#### DOCUMENT PASSAGE

[ExI] silly 'rules'

Anders Sandberg anders at aleph.se
Wed Sep 16 20:48:02 UTC 2015


On 2015-09-16 21:41, Dan wrote:
> Most of this seems complaining about arbitrary rules that have little 
> to do with communication, which is what talking and writing are all 
> about. Why are sentence fragments bad, for instance? And why is it 
> wrong to start a sentence with 'and'? It neither case is it wrong if 
> the meaning is clear or the effect is intended. Most of the 
> school-taught rules are simply unexamined bullshit that don't codify 
> any useful rules. Yet they continue to be passed along as if they were 
> rational and objective.
>

It is the ancient feud between prescriptivists and descriptivists. 
Fuelled by the fact that correcting grammar shows off your (high status) 
education, and allows you to reduce the uneducated other guy.

########

§ **TASKS TO CARRY OUT**
- a) In the mailing-list post about grammar rules, list each piece of information given in its heading, before "On 2015-09-16 21:41, Dan wrote:".
- b) Extend the mailing-list post about grammar rules, picking up right after its final sentence about reducing the uneducated other guy.
The lines that come next are taken from a separate source.

#### DATASET EXCERPTS

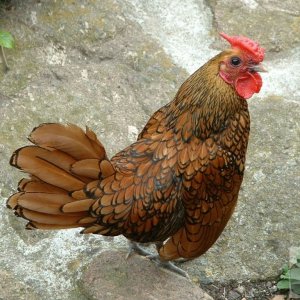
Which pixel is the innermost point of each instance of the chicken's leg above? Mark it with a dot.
(168, 265)
(134, 247)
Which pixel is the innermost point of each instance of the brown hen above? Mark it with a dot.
(177, 186)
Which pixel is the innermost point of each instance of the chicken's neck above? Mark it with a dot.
(205, 103)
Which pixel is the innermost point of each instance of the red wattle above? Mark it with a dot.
(248, 84)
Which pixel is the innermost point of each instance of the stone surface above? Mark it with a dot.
(109, 65)
(110, 276)
(275, 23)
(10, 289)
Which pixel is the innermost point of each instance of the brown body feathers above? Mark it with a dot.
(177, 184)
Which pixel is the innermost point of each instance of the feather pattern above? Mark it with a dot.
(177, 184)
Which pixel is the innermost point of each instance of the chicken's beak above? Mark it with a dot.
(258, 68)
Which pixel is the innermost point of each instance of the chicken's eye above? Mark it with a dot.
(235, 61)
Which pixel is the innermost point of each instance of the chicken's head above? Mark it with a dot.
(241, 64)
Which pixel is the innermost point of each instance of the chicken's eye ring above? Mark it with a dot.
(235, 61)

########

§ **OUTPUTS BY TASK**
- a)
- Subject: [ExI] silly 'rules'
- Sender's name: Anders Sandberg
- Sender's address: anders at aleph.se
- Date and time: Wed Sep 16 20:48:02 UTC 2015

- b)
That said, some of the rules are due to non-obvious underlying patterns 
we mere mortals rarely notice, and breaking them do cause communications 
problems. In Swedish we have a system for compounding words, but many 
younger people are influenced by English and split them apart, making 
texts more ambigous and a-rhytmic. But if you are not an experienced 
reader this drawback is not noticeable, and just lowers comprehension 
and enjoyment.

The same is true for typography. Caring too much about hyphenation or 
kerning is a sign of madness. Yet they can help or hinder communication, 
and follow subtle rules.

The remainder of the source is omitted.